TASK REQUIREMENTS
Print every line of the listing exactly, please.

[Some records]
Begin
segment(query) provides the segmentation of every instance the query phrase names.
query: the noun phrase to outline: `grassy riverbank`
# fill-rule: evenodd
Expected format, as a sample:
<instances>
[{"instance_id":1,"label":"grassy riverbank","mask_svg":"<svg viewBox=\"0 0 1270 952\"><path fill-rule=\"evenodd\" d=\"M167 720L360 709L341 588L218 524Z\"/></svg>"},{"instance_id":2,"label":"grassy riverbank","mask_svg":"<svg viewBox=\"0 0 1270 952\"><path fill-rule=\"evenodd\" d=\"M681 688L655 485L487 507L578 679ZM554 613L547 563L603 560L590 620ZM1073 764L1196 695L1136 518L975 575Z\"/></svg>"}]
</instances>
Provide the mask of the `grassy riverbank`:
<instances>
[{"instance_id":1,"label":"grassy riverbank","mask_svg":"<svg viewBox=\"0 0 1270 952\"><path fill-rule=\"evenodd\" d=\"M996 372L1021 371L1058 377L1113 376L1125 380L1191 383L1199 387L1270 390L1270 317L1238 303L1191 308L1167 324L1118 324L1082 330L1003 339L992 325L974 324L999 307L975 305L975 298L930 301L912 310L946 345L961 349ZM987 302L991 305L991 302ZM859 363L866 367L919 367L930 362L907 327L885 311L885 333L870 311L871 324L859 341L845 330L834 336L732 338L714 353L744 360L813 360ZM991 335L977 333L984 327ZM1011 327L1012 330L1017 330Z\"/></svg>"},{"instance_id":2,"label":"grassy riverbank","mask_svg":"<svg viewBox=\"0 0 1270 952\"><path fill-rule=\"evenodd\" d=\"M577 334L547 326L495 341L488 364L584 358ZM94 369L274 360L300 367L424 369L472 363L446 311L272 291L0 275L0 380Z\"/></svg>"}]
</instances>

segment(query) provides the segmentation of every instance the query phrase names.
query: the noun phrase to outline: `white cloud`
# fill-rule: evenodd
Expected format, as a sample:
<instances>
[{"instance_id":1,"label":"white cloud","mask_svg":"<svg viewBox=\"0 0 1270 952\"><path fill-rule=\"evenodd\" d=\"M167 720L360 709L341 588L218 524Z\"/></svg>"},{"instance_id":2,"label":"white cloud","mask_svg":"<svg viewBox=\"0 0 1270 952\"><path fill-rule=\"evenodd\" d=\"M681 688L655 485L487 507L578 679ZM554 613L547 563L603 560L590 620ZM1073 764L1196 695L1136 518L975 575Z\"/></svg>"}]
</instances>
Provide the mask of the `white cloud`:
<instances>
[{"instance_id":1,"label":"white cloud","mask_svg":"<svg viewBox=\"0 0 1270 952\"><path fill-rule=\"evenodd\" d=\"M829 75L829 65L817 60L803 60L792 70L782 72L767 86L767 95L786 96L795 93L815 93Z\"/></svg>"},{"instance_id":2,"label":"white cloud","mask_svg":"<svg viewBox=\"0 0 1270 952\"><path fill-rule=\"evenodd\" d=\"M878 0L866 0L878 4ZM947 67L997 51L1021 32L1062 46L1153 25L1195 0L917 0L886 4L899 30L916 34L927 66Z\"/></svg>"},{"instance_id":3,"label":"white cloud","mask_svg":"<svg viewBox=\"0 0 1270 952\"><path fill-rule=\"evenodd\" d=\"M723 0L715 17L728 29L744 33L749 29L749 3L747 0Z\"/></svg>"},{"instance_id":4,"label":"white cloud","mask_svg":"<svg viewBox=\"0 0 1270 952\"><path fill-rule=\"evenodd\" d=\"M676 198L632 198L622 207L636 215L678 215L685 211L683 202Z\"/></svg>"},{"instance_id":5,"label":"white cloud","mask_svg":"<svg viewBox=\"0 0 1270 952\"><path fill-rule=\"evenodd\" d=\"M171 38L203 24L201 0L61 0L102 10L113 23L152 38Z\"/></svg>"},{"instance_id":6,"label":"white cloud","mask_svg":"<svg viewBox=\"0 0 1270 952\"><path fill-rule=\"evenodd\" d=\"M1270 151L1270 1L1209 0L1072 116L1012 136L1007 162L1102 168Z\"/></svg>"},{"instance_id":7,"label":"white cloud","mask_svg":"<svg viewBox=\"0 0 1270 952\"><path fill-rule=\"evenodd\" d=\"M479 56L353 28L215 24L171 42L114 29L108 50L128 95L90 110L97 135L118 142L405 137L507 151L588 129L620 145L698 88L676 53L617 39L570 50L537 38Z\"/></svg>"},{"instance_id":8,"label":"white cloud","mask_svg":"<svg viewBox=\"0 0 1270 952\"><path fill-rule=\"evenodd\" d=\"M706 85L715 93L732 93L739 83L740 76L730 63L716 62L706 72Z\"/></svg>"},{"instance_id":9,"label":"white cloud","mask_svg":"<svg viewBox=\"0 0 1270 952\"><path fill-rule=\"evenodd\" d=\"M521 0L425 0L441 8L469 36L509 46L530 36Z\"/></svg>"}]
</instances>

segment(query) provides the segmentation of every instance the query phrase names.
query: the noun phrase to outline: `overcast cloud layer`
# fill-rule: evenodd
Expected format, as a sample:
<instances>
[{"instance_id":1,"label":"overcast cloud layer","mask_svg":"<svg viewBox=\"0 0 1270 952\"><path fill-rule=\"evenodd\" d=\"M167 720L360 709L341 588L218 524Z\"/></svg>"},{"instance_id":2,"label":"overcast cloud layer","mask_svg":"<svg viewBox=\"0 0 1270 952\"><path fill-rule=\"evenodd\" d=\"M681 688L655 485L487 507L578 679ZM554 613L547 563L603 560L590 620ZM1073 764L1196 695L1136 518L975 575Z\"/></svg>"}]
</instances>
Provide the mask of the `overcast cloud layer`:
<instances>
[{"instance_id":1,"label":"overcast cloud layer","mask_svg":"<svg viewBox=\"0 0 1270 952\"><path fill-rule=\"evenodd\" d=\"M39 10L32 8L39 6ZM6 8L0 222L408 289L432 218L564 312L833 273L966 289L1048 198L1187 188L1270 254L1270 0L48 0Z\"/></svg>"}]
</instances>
End
EXPECTED ANSWER
segment(query) provides the segmentation of every instance the query phrase names.
query: the noun phrase to outline: `grassy riverbank`
# fill-rule: evenodd
Expected format, as a sample:
<instances>
[{"instance_id":1,"label":"grassy riverbank","mask_svg":"<svg viewBox=\"0 0 1270 952\"><path fill-rule=\"evenodd\" d=\"M167 720L360 709L341 588L218 524Z\"/></svg>"},{"instance_id":2,"label":"grassy riverbank","mask_svg":"<svg viewBox=\"0 0 1270 952\"><path fill-rule=\"evenodd\" d=\"M681 688L655 485L487 507L578 679ZM554 613L547 563L603 560L590 620ZM1073 764L1196 695L1136 518L975 575Z\"/></svg>"}]
</instances>
Provide the mask of the `grassy riverbank`:
<instances>
[{"instance_id":1,"label":"grassy riverbank","mask_svg":"<svg viewBox=\"0 0 1270 952\"><path fill-rule=\"evenodd\" d=\"M996 372L1021 371L1058 377L1113 376L1125 380L1191 383L1199 387L1270 390L1270 317L1238 303L1191 308L1167 324L1118 324L1082 330L1003 339L992 325L974 324L999 307L975 305L975 298L930 301L912 310L946 345L961 349ZM987 302L991 305L991 302ZM859 363L866 367L919 367L930 362L907 327L885 311L885 333L870 311L871 324L859 341L845 330L834 336L732 338L714 353L744 360L813 360ZM991 335L977 333L984 327ZM1011 327L1012 330L1017 330Z\"/></svg>"},{"instance_id":2,"label":"grassy riverbank","mask_svg":"<svg viewBox=\"0 0 1270 952\"><path fill-rule=\"evenodd\" d=\"M577 334L547 326L495 341L488 364L584 358ZM94 369L274 360L300 367L424 369L472 363L446 311L272 291L0 275L0 380Z\"/></svg>"}]
</instances>

segment(query) provides the segmentation of every instance the query phrase names.
query: the noun phrase to outline: `white cloud`
# fill-rule: evenodd
Expected format, as a sample:
<instances>
[{"instance_id":1,"label":"white cloud","mask_svg":"<svg viewBox=\"0 0 1270 952\"><path fill-rule=\"evenodd\" d=\"M167 720L360 709L341 588L218 524Z\"/></svg>"},{"instance_id":2,"label":"white cloud","mask_svg":"<svg viewBox=\"0 0 1270 952\"><path fill-rule=\"evenodd\" d=\"M681 688L655 485L487 507L578 679ZM554 613L547 563L603 560L590 620ZM1073 764L1196 695L1136 518L975 575Z\"/></svg>"}]
</instances>
Provide the mask of the `white cloud`:
<instances>
[{"instance_id":1,"label":"white cloud","mask_svg":"<svg viewBox=\"0 0 1270 952\"><path fill-rule=\"evenodd\" d=\"M829 75L829 65L817 60L803 60L792 70L782 72L767 86L767 95L786 96L795 93L815 93Z\"/></svg>"},{"instance_id":2,"label":"white cloud","mask_svg":"<svg viewBox=\"0 0 1270 952\"><path fill-rule=\"evenodd\" d=\"M878 0L866 0L878 4ZM947 67L997 51L1021 32L1062 46L1153 25L1195 0L917 0L886 4L899 30L916 34L927 66Z\"/></svg>"},{"instance_id":3,"label":"white cloud","mask_svg":"<svg viewBox=\"0 0 1270 952\"><path fill-rule=\"evenodd\" d=\"M723 0L715 17L728 29L744 33L749 29L749 3L747 0Z\"/></svg>"},{"instance_id":4,"label":"white cloud","mask_svg":"<svg viewBox=\"0 0 1270 952\"><path fill-rule=\"evenodd\" d=\"M676 198L632 198L622 207L636 215L678 215L685 211L683 202Z\"/></svg>"},{"instance_id":5,"label":"white cloud","mask_svg":"<svg viewBox=\"0 0 1270 952\"><path fill-rule=\"evenodd\" d=\"M171 38L203 24L201 0L61 0L102 10L113 23L152 38Z\"/></svg>"},{"instance_id":6,"label":"white cloud","mask_svg":"<svg viewBox=\"0 0 1270 952\"><path fill-rule=\"evenodd\" d=\"M1270 151L1270 1L1209 0L1072 116L1012 136L1007 162L1102 168Z\"/></svg>"},{"instance_id":7,"label":"white cloud","mask_svg":"<svg viewBox=\"0 0 1270 952\"><path fill-rule=\"evenodd\" d=\"M479 56L353 28L215 24L171 42L114 29L108 50L128 95L90 110L97 135L118 142L405 137L507 151L588 129L620 145L698 88L676 53L617 39L570 50L537 38Z\"/></svg>"},{"instance_id":8,"label":"white cloud","mask_svg":"<svg viewBox=\"0 0 1270 952\"><path fill-rule=\"evenodd\" d=\"M706 85L715 93L732 93L739 83L740 76L730 63L716 62L706 72Z\"/></svg>"},{"instance_id":9,"label":"white cloud","mask_svg":"<svg viewBox=\"0 0 1270 952\"><path fill-rule=\"evenodd\" d=\"M521 0L425 0L441 8L469 36L509 46L530 36Z\"/></svg>"}]
</instances>

segment(query) provides the segmentation of every instance the query phrase names.
query: the noun phrase to outline: `overcast cloud layer`
# fill-rule: evenodd
Expected format, as a sample:
<instances>
[{"instance_id":1,"label":"overcast cloud layer","mask_svg":"<svg viewBox=\"0 0 1270 952\"><path fill-rule=\"evenodd\" d=\"M167 720L360 709L341 588L218 524Z\"/></svg>"},{"instance_id":2,"label":"overcast cloud layer","mask_svg":"<svg viewBox=\"0 0 1270 952\"><path fill-rule=\"evenodd\" d=\"M681 688L655 485L487 507L578 679ZM554 613L547 563L603 560L590 620ZM1073 764L1196 695L1136 518L975 575Z\"/></svg>"}]
</instances>
Provide the mask of the `overcast cloud layer`:
<instances>
[{"instance_id":1,"label":"overcast cloud layer","mask_svg":"<svg viewBox=\"0 0 1270 952\"><path fill-rule=\"evenodd\" d=\"M39 10L32 8L39 6ZM6 8L0 222L408 289L432 218L564 312L833 273L966 289L1048 198L1187 188L1270 254L1270 0L48 0Z\"/></svg>"}]
</instances>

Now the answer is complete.